— Questions à traiter —
1. Répondez aux questions suivantes à partir de l'extrait sur le droit du sol à Mayotte.
(a) Quel groupe s'apprête à déposer la proposition de loi ?
(b) Selon la loi actuelle, depuis combien de temps l'un des parents doit-il résider régulièrement à Mayotte au moment de la naissance ?
(c) Quel délai de résidence les députés LR veulent-ils imposer, et à qui ?
2. Indiquez si chacune des affirmations suivantes concorde avec l'extrait sur le droit du sol à Mayotte, en répondant par oui ou par non et en citant les mots décisifs du texte.
(a) Le Rassemblement National multiplie les déplacements à Mayotte.
(b) La loi actuelle exige que les deux parents résident à Mayotte.
(c) Mayotte est présentée comme un département d'outre-mer.

Le groupe LR à l'Assemblée s'apprête à déposer une proposition de loi polémique visant à restreindre drastiquement le droit du sol à Mayotte. Cette mesure suffira-t-elle à endiguer l'immigration illégale sur l'île ?

Alors que le Rassemblement National multiplie les déplacements à Mayotte pour dénoncer l’immigration illégale, le parti Les Républicains compte bien ne pas laisser ce terrain à son rival. Selon des informations obtenues par notre rédaction, le groupe LR à l’Assemblée nationale s’apprête en effet à déposer une proposition de loi visant à limiter drastiquement le droit du sol dans ce département d’outre-mer confronté à une forte pression migratoire.

Vers un durcissement des conditions d’accès à la nationalité française

Actuellement, la loi prévoit qu’un enfant né à Mayotte devient automatiquement français si l’un de ses parents y réside régulièrement depuis plus de trois mois au moment de la naissance. Les députés LR veulent faire passer ce délai à un an minimum de résidence ininterrompue pour les deux parents.

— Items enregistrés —

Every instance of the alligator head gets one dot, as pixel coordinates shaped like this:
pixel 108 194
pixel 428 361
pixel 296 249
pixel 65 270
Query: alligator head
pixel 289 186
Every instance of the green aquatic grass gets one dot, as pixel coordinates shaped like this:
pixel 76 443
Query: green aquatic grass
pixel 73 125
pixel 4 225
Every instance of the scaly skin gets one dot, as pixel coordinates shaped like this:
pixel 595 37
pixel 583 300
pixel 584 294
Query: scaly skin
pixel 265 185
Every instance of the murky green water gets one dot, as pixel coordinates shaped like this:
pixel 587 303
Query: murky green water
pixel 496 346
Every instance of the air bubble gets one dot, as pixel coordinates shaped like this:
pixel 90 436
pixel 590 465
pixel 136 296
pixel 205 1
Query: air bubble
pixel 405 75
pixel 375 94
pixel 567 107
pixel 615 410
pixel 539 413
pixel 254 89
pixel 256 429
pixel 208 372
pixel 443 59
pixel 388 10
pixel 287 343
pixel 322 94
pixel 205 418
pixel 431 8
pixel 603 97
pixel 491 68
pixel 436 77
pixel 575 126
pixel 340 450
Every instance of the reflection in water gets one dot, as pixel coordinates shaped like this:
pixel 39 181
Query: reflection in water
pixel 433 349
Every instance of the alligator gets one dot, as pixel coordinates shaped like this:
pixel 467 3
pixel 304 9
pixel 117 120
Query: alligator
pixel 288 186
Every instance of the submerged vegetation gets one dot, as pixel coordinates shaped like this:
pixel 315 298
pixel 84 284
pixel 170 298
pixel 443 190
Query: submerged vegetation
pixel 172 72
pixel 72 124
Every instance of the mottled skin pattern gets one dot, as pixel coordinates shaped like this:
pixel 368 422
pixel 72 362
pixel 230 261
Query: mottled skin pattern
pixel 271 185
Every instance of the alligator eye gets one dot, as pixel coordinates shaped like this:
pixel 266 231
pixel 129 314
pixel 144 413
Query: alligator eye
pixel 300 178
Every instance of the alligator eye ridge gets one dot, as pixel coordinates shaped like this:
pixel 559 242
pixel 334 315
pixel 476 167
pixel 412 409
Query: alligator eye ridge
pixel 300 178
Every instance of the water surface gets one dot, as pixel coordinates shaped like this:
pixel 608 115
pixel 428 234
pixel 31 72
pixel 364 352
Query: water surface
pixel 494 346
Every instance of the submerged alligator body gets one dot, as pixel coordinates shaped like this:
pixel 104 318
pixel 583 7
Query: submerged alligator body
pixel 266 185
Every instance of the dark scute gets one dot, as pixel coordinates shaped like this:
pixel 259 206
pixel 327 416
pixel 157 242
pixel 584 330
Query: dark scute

— Réponses attendues —
1.
(a) Le groupe LR à l'Assemblée nationale.
(b) Depuis plus de trois mois.
(c) Un an minimum de résidence ininterrompue, pour les deux parents.

2.
(a) Oui : « le Rassemblement National multiplie les déplacements à Mayotte pour dénoncer l’immigration illégale ».
(b) Non : « si l’un de ses parents y réside régulièrement depuis plus de trois mois ».
(c) Oui : « dans ce département d’outre-mer confronté à une forte pression migratoire ».